**Provided information:**
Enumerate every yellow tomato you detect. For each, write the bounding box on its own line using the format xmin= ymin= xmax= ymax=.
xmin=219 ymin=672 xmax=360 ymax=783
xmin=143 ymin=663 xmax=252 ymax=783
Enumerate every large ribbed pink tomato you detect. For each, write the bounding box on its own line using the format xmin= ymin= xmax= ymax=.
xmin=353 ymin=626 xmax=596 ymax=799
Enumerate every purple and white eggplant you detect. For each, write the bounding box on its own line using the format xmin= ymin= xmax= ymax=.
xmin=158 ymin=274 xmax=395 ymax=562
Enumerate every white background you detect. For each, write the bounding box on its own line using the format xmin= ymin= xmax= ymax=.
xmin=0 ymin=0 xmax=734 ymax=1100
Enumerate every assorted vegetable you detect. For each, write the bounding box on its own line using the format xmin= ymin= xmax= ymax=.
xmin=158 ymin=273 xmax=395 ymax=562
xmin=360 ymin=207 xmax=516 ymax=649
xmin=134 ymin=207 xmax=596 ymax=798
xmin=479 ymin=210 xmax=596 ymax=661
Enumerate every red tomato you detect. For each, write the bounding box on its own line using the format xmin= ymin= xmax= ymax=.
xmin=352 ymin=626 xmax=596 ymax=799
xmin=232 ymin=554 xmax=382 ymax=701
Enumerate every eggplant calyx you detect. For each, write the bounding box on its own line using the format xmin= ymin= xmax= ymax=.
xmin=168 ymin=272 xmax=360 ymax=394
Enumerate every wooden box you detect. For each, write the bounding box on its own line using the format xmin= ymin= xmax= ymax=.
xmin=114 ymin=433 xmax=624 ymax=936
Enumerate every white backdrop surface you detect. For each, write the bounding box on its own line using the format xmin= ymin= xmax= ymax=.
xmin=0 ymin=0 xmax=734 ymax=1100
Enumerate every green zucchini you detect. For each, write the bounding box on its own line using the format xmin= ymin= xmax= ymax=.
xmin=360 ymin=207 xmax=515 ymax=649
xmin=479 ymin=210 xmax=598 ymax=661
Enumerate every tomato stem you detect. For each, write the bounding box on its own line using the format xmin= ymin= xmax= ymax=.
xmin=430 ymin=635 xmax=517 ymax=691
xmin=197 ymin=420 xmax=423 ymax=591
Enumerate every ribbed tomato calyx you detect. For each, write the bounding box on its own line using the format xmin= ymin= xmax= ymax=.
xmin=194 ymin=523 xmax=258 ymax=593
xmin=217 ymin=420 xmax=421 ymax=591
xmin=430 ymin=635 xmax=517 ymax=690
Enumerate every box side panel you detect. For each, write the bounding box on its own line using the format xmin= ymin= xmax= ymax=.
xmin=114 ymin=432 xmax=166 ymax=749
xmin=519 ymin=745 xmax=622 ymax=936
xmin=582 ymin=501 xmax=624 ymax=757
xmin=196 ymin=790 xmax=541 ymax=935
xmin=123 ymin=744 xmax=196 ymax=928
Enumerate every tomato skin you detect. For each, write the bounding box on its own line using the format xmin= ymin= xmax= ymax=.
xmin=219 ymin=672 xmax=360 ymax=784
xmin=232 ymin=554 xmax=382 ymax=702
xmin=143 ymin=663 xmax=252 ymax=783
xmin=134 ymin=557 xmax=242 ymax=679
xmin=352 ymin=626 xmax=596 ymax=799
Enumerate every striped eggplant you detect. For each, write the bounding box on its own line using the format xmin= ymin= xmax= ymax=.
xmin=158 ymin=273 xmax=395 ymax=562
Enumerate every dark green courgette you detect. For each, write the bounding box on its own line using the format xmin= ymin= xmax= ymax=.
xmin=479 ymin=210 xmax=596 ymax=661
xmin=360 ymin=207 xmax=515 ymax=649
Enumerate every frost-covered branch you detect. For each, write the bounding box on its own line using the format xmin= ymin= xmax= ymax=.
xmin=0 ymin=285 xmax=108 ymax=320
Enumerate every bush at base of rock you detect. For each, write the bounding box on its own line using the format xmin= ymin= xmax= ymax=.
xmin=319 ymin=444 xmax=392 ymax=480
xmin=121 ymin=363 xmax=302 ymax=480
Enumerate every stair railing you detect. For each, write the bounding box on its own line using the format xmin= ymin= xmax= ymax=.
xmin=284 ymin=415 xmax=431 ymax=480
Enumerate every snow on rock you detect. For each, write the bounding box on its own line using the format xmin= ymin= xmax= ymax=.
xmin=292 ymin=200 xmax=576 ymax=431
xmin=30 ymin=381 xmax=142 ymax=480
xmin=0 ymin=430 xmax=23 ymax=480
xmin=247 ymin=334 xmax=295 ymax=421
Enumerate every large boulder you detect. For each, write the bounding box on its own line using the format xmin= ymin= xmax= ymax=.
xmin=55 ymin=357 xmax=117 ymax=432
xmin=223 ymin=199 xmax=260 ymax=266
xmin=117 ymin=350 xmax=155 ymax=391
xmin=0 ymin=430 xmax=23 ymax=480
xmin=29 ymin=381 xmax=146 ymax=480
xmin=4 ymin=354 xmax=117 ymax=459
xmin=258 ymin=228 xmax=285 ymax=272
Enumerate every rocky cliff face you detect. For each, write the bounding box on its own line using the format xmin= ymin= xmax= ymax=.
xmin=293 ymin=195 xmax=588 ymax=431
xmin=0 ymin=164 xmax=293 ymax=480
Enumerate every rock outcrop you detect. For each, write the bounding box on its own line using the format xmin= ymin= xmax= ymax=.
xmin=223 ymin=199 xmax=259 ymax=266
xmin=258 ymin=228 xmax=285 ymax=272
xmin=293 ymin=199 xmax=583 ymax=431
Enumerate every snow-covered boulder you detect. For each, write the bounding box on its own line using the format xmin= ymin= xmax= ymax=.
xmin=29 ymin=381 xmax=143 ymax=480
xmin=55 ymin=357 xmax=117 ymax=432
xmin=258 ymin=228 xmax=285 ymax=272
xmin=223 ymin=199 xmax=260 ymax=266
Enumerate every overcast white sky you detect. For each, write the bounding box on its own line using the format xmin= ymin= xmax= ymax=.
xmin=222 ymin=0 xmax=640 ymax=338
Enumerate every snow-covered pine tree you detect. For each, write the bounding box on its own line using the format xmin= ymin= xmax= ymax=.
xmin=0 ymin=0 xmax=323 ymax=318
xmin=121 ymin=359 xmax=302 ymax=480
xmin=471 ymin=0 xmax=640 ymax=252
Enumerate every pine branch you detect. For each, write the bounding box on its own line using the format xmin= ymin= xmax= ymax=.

**Problem statement:** Rescale the records from the line with "Enumerate every striped" to the line with "xmin=284 ymin=415 xmax=431 ymax=480", both included, and give only those lines, requests too. Multiply each bounding-box coordinate in the answers by 0.8 and round it to a whole number, with halves rounded up.

**Task output:**
Enumerate every striped eggplant you detect. For each, write the bounding box on its own line using the format xmin= ymin= xmax= ymax=.
xmin=126 ymin=218 xmax=316 ymax=450
Enumerate every dark green courgette you detect. For each, write the bounding box on its own line using the format xmin= ymin= xmax= ymax=.
xmin=383 ymin=168 xmax=477 ymax=529
xmin=288 ymin=166 xmax=412 ymax=519
Enumerate every frost-covered branch you detect. For each, write the bounding box on its own line using the format xmin= ymin= xmax= ymax=.
xmin=0 ymin=228 xmax=86 ymax=256
Enumerate every bush at base of rock you detect. For each, write the bounding box on its own line using the format xmin= ymin= xmax= ymax=.
xmin=255 ymin=355 xmax=314 ymax=384
xmin=97 ymin=290 xmax=242 ymax=384
Enumerate every stair railing you detect. For each, write the bounding box on its own line using the format xmin= ymin= xmax= ymax=.
xmin=227 ymin=332 xmax=345 ymax=384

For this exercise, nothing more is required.